Saved data entries:

____

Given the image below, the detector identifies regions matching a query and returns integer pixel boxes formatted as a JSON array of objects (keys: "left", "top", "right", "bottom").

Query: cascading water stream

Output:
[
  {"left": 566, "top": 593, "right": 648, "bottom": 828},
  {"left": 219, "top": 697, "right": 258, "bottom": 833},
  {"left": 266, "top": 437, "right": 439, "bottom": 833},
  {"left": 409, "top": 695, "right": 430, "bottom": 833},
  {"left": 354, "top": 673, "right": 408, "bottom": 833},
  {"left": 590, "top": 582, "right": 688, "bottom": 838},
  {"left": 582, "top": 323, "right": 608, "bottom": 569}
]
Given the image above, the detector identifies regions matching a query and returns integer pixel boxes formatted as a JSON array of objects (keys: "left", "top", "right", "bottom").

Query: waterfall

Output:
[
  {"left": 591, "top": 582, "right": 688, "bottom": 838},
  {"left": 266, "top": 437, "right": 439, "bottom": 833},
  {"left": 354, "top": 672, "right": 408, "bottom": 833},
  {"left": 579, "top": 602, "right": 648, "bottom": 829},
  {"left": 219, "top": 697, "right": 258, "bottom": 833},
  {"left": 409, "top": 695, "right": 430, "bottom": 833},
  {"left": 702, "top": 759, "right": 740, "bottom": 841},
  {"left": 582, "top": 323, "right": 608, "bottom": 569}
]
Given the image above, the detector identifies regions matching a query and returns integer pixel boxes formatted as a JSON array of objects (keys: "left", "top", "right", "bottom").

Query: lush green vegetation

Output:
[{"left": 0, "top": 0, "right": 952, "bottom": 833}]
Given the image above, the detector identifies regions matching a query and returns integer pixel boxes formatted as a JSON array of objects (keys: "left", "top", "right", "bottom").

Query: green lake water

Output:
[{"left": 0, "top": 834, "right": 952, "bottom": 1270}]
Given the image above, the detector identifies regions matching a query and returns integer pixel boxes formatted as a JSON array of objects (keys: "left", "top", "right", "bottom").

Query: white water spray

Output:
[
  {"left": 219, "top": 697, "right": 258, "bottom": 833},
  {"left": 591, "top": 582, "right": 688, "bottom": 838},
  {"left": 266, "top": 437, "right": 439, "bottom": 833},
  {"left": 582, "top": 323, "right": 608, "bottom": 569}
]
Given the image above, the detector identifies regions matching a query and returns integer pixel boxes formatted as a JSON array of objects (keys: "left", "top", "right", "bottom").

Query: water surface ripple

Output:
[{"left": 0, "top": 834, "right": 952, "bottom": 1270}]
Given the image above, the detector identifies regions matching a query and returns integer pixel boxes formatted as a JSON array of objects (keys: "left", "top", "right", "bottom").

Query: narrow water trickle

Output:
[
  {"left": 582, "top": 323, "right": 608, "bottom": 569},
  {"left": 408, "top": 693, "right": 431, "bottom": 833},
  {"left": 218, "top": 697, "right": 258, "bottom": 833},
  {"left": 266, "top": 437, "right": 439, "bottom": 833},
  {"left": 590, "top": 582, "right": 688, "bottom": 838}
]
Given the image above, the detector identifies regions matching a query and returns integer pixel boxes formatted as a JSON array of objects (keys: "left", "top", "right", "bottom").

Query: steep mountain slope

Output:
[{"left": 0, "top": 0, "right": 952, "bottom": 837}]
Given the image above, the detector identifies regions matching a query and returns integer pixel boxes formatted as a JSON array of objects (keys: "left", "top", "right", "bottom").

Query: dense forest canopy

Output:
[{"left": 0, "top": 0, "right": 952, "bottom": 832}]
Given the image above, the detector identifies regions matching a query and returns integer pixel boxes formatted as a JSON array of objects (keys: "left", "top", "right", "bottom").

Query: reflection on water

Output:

____

Aim of the task:
Pick out every line of the records that contains the word "green", and copy each one.

Reply to the task:
Query: lush green vegetation
Query: green lake water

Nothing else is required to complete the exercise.